= Saved entries =
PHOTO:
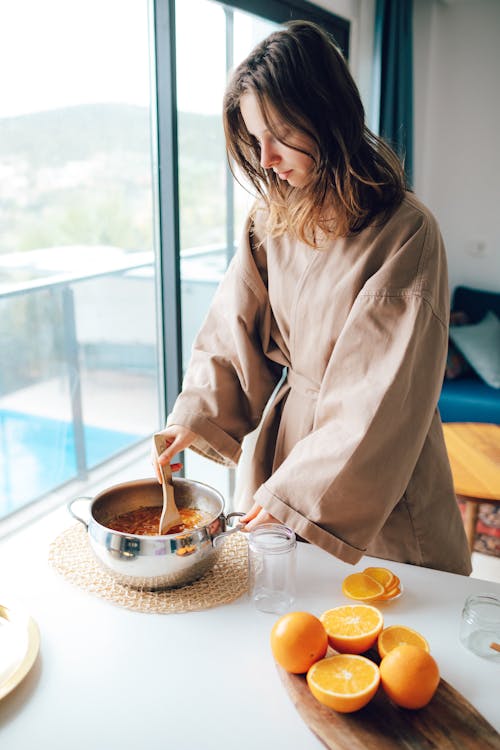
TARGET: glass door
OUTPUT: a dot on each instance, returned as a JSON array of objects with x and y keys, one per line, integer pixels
[
  {"x": 212, "y": 205},
  {"x": 78, "y": 338}
]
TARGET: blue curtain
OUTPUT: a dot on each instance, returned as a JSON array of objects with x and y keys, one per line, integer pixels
[{"x": 394, "y": 76}]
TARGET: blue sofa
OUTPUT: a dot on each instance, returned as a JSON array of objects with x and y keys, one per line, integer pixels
[{"x": 468, "y": 398}]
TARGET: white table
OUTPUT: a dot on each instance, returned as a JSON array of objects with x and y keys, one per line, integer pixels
[{"x": 109, "y": 678}]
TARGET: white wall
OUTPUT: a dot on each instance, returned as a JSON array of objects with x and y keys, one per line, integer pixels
[{"x": 457, "y": 119}]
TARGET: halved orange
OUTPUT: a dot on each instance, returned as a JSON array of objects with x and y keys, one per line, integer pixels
[
  {"x": 362, "y": 587},
  {"x": 395, "y": 635},
  {"x": 352, "y": 628},
  {"x": 409, "y": 676},
  {"x": 344, "y": 682},
  {"x": 298, "y": 639}
]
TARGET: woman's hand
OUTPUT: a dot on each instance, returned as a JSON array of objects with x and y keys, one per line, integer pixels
[
  {"x": 178, "y": 438},
  {"x": 255, "y": 517}
]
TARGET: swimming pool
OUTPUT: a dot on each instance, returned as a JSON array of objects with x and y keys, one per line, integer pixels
[{"x": 37, "y": 454}]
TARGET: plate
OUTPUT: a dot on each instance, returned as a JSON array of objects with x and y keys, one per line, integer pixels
[{"x": 19, "y": 645}]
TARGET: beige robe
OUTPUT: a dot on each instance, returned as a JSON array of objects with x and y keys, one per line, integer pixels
[{"x": 350, "y": 452}]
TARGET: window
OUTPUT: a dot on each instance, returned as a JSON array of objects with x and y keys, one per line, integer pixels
[
  {"x": 103, "y": 163},
  {"x": 78, "y": 341}
]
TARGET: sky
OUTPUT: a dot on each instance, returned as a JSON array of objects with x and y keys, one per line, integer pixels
[{"x": 56, "y": 53}]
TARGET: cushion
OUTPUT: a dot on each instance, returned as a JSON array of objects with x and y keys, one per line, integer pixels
[{"x": 480, "y": 345}]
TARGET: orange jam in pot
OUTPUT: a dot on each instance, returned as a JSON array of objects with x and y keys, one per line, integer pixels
[{"x": 145, "y": 521}]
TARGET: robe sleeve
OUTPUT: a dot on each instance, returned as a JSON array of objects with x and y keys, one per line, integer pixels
[
  {"x": 230, "y": 376},
  {"x": 375, "y": 405}
]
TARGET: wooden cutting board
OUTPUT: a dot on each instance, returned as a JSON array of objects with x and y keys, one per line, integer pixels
[{"x": 448, "y": 721}]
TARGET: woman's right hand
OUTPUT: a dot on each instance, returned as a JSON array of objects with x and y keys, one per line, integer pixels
[{"x": 178, "y": 438}]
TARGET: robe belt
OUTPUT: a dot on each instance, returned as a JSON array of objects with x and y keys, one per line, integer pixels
[{"x": 302, "y": 384}]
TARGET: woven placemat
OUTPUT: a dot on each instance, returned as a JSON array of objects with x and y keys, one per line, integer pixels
[{"x": 72, "y": 556}]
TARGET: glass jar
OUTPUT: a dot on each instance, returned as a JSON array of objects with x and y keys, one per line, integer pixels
[
  {"x": 480, "y": 626},
  {"x": 271, "y": 560}
]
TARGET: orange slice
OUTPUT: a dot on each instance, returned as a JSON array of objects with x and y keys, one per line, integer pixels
[
  {"x": 352, "y": 628},
  {"x": 395, "y": 635},
  {"x": 409, "y": 676},
  {"x": 383, "y": 575},
  {"x": 391, "y": 594},
  {"x": 362, "y": 587},
  {"x": 344, "y": 682}
]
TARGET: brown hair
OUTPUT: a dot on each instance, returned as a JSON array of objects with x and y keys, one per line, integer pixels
[{"x": 301, "y": 80}]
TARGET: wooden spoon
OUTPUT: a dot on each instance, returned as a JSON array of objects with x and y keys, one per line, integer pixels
[{"x": 170, "y": 516}]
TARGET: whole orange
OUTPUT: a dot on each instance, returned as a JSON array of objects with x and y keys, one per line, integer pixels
[
  {"x": 409, "y": 676},
  {"x": 298, "y": 640}
]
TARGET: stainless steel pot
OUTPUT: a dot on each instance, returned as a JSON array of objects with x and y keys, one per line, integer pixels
[{"x": 154, "y": 562}]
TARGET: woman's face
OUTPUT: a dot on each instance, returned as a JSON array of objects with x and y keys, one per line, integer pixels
[{"x": 288, "y": 163}]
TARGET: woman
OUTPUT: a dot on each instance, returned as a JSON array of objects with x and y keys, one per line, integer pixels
[{"x": 340, "y": 278}]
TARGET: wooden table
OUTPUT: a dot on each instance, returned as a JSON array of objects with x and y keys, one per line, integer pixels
[{"x": 474, "y": 452}]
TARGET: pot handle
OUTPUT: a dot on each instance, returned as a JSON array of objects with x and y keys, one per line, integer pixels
[
  {"x": 224, "y": 534},
  {"x": 86, "y": 517}
]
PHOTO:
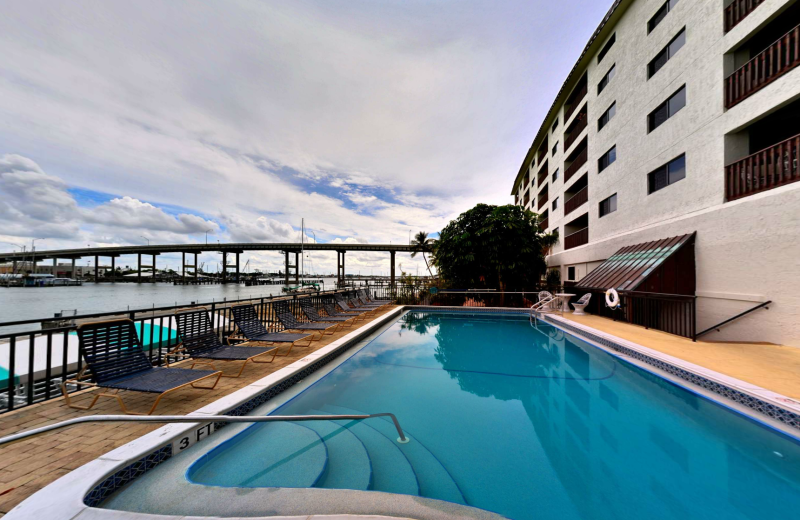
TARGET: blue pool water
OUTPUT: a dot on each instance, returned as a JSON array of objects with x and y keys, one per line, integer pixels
[{"x": 528, "y": 423}]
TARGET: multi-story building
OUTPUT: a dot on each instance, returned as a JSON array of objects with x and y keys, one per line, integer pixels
[{"x": 682, "y": 117}]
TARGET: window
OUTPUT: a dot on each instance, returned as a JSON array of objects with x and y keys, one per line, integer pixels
[
  {"x": 608, "y": 205},
  {"x": 607, "y": 115},
  {"x": 668, "y": 6},
  {"x": 666, "y": 54},
  {"x": 606, "y": 79},
  {"x": 607, "y": 159},
  {"x": 606, "y": 47},
  {"x": 670, "y": 173},
  {"x": 666, "y": 109}
]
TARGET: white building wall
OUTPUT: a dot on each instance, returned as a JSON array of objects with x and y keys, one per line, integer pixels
[{"x": 747, "y": 251}]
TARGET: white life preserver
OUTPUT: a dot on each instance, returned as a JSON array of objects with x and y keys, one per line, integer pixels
[{"x": 612, "y": 298}]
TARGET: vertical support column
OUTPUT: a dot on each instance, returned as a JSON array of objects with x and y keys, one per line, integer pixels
[{"x": 391, "y": 277}]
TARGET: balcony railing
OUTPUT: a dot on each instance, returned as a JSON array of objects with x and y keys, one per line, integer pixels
[
  {"x": 577, "y": 200},
  {"x": 575, "y": 132},
  {"x": 738, "y": 11},
  {"x": 579, "y": 161},
  {"x": 577, "y": 238},
  {"x": 576, "y": 100},
  {"x": 772, "y": 63},
  {"x": 764, "y": 170}
]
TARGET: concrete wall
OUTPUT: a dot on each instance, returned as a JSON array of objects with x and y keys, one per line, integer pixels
[{"x": 746, "y": 251}]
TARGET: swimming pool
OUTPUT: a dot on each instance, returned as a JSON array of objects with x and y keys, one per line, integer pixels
[{"x": 525, "y": 422}]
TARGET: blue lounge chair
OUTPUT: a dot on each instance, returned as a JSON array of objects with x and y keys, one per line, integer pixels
[
  {"x": 115, "y": 359},
  {"x": 200, "y": 341},
  {"x": 250, "y": 329}
]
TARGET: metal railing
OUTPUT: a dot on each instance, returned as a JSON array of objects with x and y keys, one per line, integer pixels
[
  {"x": 38, "y": 360},
  {"x": 738, "y": 11},
  {"x": 767, "y": 66},
  {"x": 199, "y": 419},
  {"x": 764, "y": 170}
]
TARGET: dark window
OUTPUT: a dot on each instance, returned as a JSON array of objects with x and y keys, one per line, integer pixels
[
  {"x": 608, "y": 205},
  {"x": 668, "y": 6},
  {"x": 607, "y": 116},
  {"x": 607, "y": 78},
  {"x": 607, "y": 159},
  {"x": 666, "y": 54},
  {"x": 666, "y": 109},
  {"x": 606, "y": 47},
  {"x": 670, "y": 173}
]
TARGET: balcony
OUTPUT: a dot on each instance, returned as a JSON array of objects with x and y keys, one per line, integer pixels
[
  {"x": 767, "y": 66},
  {"x": 764, "y": 170},
  {"x": 577, "y": 200},
  {"x": 738, "y": 11},
  {"x": 543, "y": 197},
  {"x": 578, "y": 238},
  {"x": 576, "y": 160}
]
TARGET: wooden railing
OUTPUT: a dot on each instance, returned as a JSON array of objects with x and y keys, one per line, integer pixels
[
  {"x": 577, "y": 238},
  {"x": 577, "y": 200},
  {"x": 579, "y": 161},
  {"x": 770, "y": 64},
  {"x": 580, "y": 125},
  {"x": 576, "y": 100},
  {"x": 738, "y": 11},
  {"x": 764, "y": 170}
]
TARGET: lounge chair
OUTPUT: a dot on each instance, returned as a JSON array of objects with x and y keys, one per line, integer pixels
[
  {"x": 289, "y": 321},
  {"x": 200, "y": 341},
  {"x": 115, "y": 359},
  {"x": 312, "y": 314},
  {"x": 250, "y": 329},
  {"x": 581, "y": 304}
]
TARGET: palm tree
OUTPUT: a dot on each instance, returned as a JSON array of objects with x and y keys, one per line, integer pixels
[{"x": 422, "y": 244}]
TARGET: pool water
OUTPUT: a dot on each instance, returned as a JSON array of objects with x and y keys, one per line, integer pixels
[{"x": 530, "y": 423}]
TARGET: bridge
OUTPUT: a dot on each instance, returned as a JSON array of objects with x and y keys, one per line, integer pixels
[{"x": 234, "y": 249}]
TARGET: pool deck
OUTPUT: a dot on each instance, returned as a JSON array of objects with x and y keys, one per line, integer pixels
[
  {"x": 28, "y": 466},
  {"x": 770, "y": 366}
]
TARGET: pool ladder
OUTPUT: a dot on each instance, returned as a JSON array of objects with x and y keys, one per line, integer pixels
[{"x": 402, "y": 439}]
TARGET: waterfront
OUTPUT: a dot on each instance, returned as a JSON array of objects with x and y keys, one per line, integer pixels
[{"x": 23, "y": 303}]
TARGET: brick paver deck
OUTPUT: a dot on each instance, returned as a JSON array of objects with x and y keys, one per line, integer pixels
[{"x": 27, "y": 466}]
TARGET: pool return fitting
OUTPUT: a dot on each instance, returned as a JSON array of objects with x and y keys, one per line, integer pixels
[{"x": 402, "y": 439}]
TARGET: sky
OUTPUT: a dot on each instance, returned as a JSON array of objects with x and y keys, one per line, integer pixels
[{"x": 123, "y": 122}]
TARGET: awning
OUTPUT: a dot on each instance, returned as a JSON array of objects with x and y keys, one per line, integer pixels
[{"x": 665, "y": 266}]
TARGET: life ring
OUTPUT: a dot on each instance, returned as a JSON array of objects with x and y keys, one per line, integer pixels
[{"x": 612, "y": 298}]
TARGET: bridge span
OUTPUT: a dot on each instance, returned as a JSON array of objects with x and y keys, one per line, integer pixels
[{"x": 189, "y": 270}]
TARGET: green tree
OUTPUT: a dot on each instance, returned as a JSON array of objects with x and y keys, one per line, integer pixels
[
  {"x": 493, "y": 246},
  {"x": 422, "y": 244}
]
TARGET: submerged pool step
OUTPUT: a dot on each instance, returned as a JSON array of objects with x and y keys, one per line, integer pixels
[
  {"x": 391, "y": 470},
  {"x": 434, "y": 479},
  {"x": 348, "y": 465}
]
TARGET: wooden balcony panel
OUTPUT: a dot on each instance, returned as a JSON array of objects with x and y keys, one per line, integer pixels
[
  {"x": 767, "y": 66},
  {"x": 764, "y": 170}
]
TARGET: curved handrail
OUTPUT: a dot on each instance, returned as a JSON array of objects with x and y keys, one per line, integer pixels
[{"x": 198, "y": 419}]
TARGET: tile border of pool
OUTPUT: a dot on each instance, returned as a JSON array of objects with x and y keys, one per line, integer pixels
[{"x": 96, "y": 480}]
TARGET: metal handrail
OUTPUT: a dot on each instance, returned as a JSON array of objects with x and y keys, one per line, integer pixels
[{"x": 198, "y": 419}]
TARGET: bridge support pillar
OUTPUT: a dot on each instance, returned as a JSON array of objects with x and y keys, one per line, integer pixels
[{"x": 391, "y": 275}]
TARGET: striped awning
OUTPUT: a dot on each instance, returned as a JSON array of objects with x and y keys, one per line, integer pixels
[{"x": 630, "y": 267}]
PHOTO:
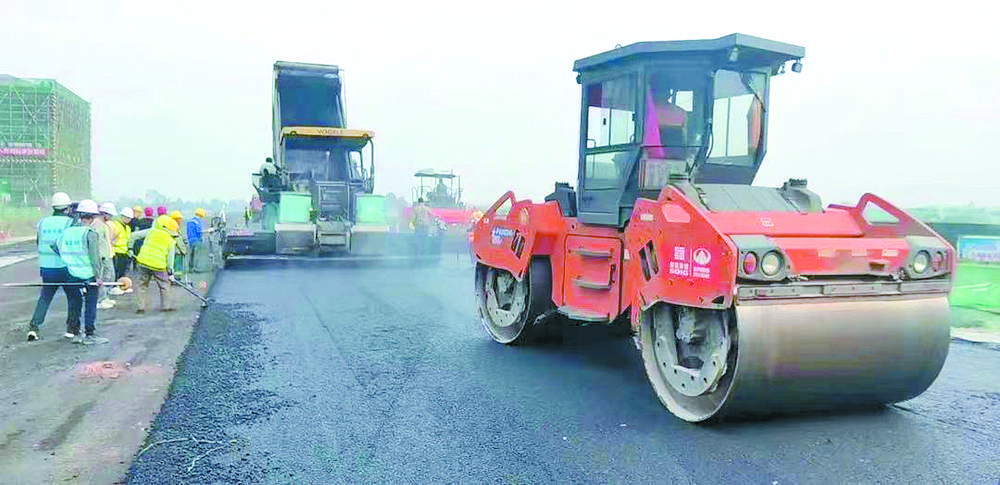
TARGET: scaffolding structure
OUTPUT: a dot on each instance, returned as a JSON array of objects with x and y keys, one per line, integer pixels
[{"x": 44, "y": 142}]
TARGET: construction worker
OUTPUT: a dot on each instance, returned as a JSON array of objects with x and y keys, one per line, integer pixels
[
  {"x": 100, "y": 226},
  {"x": 136, "y": 217},
  {"x": 421, "y": 220},
  {"x": 147, "y": 221},
  {"x": 80, "y": 249},
  {"x": 182, "y": 246},
  {"x": 195, "y": 229},
  {"x": 156, "y": 262},
  {"x": 51, "y": 267},
  {"x": 120, "y": 232}
]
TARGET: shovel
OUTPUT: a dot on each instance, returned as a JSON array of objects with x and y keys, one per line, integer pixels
[{"x": 204, "y": 301}]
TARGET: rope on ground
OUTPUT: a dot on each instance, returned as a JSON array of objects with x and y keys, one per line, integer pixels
[
  {"x": 203, "y": 455},
  {"x": 194, "y": 440}
]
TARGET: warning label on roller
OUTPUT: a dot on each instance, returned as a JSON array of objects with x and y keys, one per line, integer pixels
[{"x": 680, "y": 268}]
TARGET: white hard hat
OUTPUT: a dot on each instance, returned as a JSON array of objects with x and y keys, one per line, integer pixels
[
  {"x": 60, "y": 199},
  {"x": 87, "y": 206}
]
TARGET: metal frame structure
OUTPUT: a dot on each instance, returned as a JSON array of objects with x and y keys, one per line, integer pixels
[{"x": 44, "y": 140}]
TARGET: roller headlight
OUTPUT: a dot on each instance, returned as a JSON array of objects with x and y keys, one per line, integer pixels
[
  {"x": 771, "y": 263},
  {"x": 749, "y": 263},
  {"x": 921, "y": 262}
]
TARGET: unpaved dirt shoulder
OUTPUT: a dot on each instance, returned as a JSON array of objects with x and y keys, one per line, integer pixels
[{"x": 78, "y": 414}]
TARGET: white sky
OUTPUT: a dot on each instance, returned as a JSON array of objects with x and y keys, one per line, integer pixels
[{"x": 900, "y": 101}]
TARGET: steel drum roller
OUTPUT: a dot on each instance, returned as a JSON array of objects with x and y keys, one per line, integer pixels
[{"x": 800, "y": 356}]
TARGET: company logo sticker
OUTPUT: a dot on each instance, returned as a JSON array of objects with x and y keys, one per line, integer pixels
[{"x": 499, "y": 234}]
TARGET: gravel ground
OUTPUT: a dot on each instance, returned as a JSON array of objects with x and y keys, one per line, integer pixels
[{"x": 347, "y": 374}]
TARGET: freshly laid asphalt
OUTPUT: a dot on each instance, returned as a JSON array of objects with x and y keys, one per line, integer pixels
[{"x": 336, "y": 373}]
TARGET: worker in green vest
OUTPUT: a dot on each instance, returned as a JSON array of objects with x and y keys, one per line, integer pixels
[
  {"x": 52, "y": 268},
  {"x": 80, "y": 249},
  {"x": 156, "y": 262}
]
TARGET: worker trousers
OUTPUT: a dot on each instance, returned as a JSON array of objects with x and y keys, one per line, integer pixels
[
  {"x": 57, "y": 275},
  {"x": 89, "y": 297},
  {"x": 162, "y": 279},
  {"x": 121, "y": 265}
]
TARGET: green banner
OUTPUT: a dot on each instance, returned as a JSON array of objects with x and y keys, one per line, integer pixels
[{"x": 977, "y": 286}]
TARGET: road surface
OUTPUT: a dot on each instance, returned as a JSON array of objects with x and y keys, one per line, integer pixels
[{"x": 343, "y": 374}]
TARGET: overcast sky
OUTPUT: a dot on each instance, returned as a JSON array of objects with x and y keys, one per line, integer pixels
[{"x": 900, "y": 101}]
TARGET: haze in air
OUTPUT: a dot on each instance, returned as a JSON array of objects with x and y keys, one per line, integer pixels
[{"x": 894, "y": 101}]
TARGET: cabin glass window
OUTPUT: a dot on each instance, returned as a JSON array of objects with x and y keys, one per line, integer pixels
[
  {"x": 738, "y": 113},
  {"x": 611, "y": 112}
]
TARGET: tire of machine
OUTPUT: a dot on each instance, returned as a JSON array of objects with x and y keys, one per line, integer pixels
[
  {"x": 538, "y": 301},
  {"x": 691, "y": 409}
]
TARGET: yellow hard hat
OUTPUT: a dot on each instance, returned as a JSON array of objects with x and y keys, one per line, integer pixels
[
  {"x": 170, "y": 225},
  {"x": 161, "y": 221}
]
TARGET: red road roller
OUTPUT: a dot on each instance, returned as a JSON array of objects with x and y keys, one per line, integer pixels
[{"x": 744, "y": 300}]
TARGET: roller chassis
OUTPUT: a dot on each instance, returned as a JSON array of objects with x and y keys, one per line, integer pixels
[{"x": 650, "y": 270}]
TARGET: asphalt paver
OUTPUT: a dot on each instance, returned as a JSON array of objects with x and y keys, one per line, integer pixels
[{"x": 368, "y": 374}]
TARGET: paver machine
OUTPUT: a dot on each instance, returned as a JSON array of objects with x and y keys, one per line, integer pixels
[
  {"x": 317, "y": 188},
  {"x": 743, "y": 300},
  {"x": 442, "y": 192}
]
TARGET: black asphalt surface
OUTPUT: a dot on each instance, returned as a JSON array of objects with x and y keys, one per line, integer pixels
[{"x": 347, "y": 374}]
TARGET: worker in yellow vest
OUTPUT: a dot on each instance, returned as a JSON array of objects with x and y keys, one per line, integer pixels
[
  {"x": 182, "y": 246},
  {"x": 119, "y": 232},
  {"x": 156, "y": 262}
]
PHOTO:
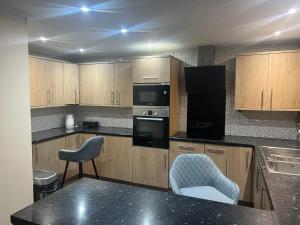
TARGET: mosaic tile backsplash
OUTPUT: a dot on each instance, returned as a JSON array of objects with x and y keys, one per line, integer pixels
[{"x": 244, "y": 123}]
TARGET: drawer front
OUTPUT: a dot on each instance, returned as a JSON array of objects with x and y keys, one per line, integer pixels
[{"x": 186, "y": 146}]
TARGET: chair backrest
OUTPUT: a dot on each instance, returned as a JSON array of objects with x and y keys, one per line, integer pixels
[
  {"x": 91, "y": 148},
  {"x": 191, "y": 170}
]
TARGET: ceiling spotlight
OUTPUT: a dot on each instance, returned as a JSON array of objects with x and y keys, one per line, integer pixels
[
  {"x": 124, "y": 31},
  {"x": 43, "y": 39},
  {"x": 292, "y": 11},
  {"x": 85, "y": 9},
  {"x": 277, "y": 33}
]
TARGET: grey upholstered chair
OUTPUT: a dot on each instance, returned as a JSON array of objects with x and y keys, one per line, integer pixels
[
  {"x": 88, "y": 151},
  {"x": 196, "y": 175}
]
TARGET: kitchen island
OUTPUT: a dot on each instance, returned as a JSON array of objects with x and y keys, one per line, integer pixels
[{"x": 90, "y": 201}]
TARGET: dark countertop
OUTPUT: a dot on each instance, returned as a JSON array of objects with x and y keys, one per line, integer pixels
[
  {"x": 92, "y": 202},
  {"x": 47, "y": 135},
  {"x": 284, "y": 190},
  {"x": 241, "y": 141}
]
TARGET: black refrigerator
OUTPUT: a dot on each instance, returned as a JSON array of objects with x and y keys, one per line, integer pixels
[{"x": 205, "y": 86}]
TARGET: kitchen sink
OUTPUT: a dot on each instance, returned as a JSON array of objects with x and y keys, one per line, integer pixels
[{"x": 282, "y": 160}]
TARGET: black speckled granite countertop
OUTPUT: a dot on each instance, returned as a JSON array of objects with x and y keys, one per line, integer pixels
[
  {"x": 240, "y": 141},
  {"x": 47, "y": 135},
  {"x": 284, "y": 190},
  {"x": 92, "y": 202}
]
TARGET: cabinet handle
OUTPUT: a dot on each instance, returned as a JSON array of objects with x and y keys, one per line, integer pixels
[
  {"x": 48, "y": 97},
  {"x": 257, "y": 179},
  {"x": 216, "y": 151},
  {"x": 247, "y": 158},
  {"x": 271, "y": 99},
  {"x": 190, "y": 148},
  {"x": 150, "y": 78},
  {"x": 36, "y": 155},
  {"x": 262, "y": 100}
]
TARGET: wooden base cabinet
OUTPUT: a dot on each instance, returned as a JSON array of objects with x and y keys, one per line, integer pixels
[
  {"x": 116, "y": 158},
  {"x": 150, "y": 166}
]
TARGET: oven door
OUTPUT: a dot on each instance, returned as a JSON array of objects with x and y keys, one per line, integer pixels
[
  {"x": 151, "y": 95},
  {"x": 151, "y": 131}
]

= Problem to work on =
Reproduce exactly, with nothing added, the lines from the one that contains "TARGET: wooden base cabinet" to the end of the data.

= Written response =
TARGET: wooden base cabinet
OUTPUT: a dot on each instance, returned as a JSON array of objects with x and y keys, one per line, integer pixels
[
  {"x": 116, "y": 158},
  {"x": 150, "y": 166}
]
TARGET: oven door
OUTPUT: a dot on each instance, returned as a JSON array of objects with x and y keys, one per line, integer pixels
[
  {"x": 151, "y": 95},
  {"x": 151, "y": 131}
]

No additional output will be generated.